** Supplied passage **
--

So here’s a question for the Tavern: what have you done with the monsters’ Special Quality tags?

So here’s a question for the Tavern: what have you done with the monsters’ Special Quality tags?

So here’s a question for the Tavern: what have you done with the monsters’ Special Quality tags? Stuff like a golem’s “Made of Stone”, that kind of thing. Looking for examples of how they informed what happened during your games.

18 thoughts on “So here’s a question for the Tavern: what have you done with the monsters’ Special Quality tags?”

  1. A Golem that is “made of stone” probably just straight up ignores normal swords and pointy objects, and if thats the case you don’t trigger Hack & Slash because you can’t hurt it.

    I’ve got some Copper Goblins whose special quality is “One with Fire” which is a cue to me that fire certainly won’t hurt them, and really anything else that could come from fire being an extension of their bodies.

  2. Ja. Generally one piece of the underlying language for special qualities seems to be “[Standard Tactic] does not work unless [Space intentionally left blank because player cleverness is unaccountable].”

    Like, sure, straight-up wailing on a golem with a sword won’t trigger Hack and Slash. But stone has weak points, and chisels driven into those weak points can cause serious damage. So a player could create an opportunity to trigger Hack and Slash by uncovering a weak point in the golem’s strata they could drive their sword into, via Discern Realities, Defy Danger or Spout Lore maybe. Or they could try something else, obviously.

    Trying to use fire against Copper Goblins probably just straight-up won’t work regardless, but I wouldn’t normally consider fire to be a standard tactic for most characters (and if I did have such a character, say a Firestarter from CW, I wouldn’t be inclined to drop a Copper Goblin in their path because kind of a jerk move).

    Or, again, player cleverness. Creating a bigger fire to use up all the oxygen so the Copper Goblin’s inner flame gets starved out would be pretty legit IMO. MacGyver did it once, so it gets a pass with me.

  3. Pretty much my view of it. Like Amorphous: giant sludge monsters are probably not going to care very much if you stick your standard pointy thing in them. At the very least anything that relies on slashing or stabbing isn’t going to cut it (pun very much intended).

    Fire on the other hand…

  4. True. It’s all about taking the implications of this or that descriptive element and running with it.

    Like, say you were fighting some kind of giant (Huge tag). At best you might be tall enough to strike at it’s legs, so regular Hack and Slashing probably isn’t going to work. The obvious answer is to either bring it down to ground level or go full on Shadow of the Colossus. Either way you’d end up Defying Danger a lot before you ever get to harm it. And those 6- results are gonna hurt like hell.

  5. I had the group encounter a Swamp Shambler with the Swamp form special ability so I had it emerge from the swamp multiple times, each time with a different body.

--

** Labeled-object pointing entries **
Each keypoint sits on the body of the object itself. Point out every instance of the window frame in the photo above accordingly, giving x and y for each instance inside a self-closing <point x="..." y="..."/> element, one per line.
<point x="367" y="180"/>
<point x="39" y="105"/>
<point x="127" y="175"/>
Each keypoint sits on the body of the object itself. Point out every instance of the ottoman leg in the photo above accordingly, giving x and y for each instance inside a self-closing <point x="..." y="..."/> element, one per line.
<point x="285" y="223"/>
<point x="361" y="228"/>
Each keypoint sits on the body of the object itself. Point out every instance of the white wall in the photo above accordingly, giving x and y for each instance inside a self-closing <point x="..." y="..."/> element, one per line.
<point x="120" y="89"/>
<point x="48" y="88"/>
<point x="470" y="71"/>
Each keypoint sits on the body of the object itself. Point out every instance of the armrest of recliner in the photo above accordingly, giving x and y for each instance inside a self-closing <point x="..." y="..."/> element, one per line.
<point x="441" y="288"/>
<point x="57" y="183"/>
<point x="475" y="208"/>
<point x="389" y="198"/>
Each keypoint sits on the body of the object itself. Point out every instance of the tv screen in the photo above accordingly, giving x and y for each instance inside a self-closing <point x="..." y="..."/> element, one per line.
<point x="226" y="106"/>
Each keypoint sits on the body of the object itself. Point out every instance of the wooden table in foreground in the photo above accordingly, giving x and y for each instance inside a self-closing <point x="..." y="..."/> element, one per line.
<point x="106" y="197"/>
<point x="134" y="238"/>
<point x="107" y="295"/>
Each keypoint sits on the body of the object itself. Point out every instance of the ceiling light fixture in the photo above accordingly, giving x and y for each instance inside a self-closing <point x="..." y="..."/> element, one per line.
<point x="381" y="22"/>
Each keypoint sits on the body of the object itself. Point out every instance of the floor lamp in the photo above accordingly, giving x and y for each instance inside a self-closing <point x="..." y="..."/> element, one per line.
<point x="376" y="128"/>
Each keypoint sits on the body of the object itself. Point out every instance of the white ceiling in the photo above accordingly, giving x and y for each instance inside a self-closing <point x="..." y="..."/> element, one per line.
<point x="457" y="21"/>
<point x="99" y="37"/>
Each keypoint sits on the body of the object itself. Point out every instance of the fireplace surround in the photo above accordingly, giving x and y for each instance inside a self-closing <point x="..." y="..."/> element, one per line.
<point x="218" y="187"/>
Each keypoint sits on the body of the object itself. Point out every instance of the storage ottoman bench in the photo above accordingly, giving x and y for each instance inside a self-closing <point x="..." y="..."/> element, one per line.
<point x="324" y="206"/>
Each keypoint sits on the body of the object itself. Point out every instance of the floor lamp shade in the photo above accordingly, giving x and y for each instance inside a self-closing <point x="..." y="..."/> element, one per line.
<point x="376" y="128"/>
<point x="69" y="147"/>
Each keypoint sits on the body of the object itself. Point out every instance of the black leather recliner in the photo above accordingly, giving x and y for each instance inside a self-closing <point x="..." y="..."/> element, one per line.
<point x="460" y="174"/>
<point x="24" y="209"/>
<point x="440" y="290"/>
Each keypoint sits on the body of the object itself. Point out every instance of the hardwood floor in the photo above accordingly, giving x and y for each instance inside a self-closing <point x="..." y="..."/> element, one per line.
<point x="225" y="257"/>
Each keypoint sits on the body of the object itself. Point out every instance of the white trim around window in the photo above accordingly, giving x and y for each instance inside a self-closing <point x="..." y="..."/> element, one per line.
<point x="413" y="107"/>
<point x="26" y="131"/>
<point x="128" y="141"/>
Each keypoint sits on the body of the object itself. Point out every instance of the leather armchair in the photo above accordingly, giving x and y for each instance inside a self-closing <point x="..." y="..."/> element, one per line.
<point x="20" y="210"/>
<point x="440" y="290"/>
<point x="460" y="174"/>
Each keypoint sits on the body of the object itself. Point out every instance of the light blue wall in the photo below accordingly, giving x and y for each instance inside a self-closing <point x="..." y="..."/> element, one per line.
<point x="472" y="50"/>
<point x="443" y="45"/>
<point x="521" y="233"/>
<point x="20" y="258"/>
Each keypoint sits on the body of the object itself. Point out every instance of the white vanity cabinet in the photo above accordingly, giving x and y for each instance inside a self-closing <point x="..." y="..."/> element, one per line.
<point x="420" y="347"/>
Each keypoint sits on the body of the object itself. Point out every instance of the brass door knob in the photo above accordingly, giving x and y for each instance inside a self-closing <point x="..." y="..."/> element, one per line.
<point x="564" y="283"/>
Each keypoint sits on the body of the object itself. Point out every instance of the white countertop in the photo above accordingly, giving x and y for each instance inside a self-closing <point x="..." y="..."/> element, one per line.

--

** Problem description **
Continue the thread about monsters' Special Quality tags, picking up right after its final comment.

** Result **
  6. Arguably. Monsters do have their moves listed separately from their special qualities, and there’s more to special qualities than just moves. Unless you consider something like “Ignore fire damage” as a move, but at that point you could call Armor a move, and I think the term starts to lose meaning when it’s not active.

    Edit: Mainly I take issue with the word “just.” I would be fine with “also.”

  7. When I tell them “your fireball gets absorbed into its body without any effect” then this is 

    ‘Reveal an unwelcome truth

    There isn’t really more to special qualities then moves because nearly all things you say as the GM are moves. 

  8. No, Tim Franzke has got the right of it here. Special Qualities point to what style of moves you can make. You know why? Hang on to your hats.

    Special Qualities are hard-coded fictional positioning, dudes. What fictional exceptions are we making for these Giants, the Jellies, these Copper Goblins, these Golems. SQs set them up in the fiction as a reminder to is as GMs. So yeah! They’re pointers to what kind of moves to make.

    How do we reveal an unwelcome truth on a 6- with someone who is “Amorphous?” Hey, maybe when the GM had you drop your pack a while back, one of those Jellies crawled into a potion bottle.

    How you Separate Them on a 6- with some who can “Sing the Elements?” Probably you sing the earth up between them and make a wall, oh no.

    Monster moves are a subset of moves – Special Qualities say something about how a Monster can be used to make your normal GM moves make sense for a given time, a given place, a given monster. They allow and restrict what kind of GM moves make sense and can be made.

  9. Pigeonholing everything into one of your GM moves like that feels a little too prescriptivist and self-supporting for my tastes, but whatever works for you guys. I don’t really care whether or not everything can be (or is) called a move, so long as everything creates good stuff at the table.

  10. Since the Move is the basic unit of gameplay, and how the GM interacts with the world, calling it “pigeonholing” feels a little dismissive. Duh, being the GM is all about making appropriate moves.

  11. “What out of this list of GM moves does the thing I just said fall into” is what sounds like pigeonholing to me. As does calling everything that happens in the game a move. Beyond a certain point, the move list stops being a helpful aid, and starts pulling you out of the fiction and into the realm of thinking about game mechanics too much. Categorizing literally everything into something on that list is too rigid a mode of thinking. In my opinion, for my personal definition of fun, etc. etc.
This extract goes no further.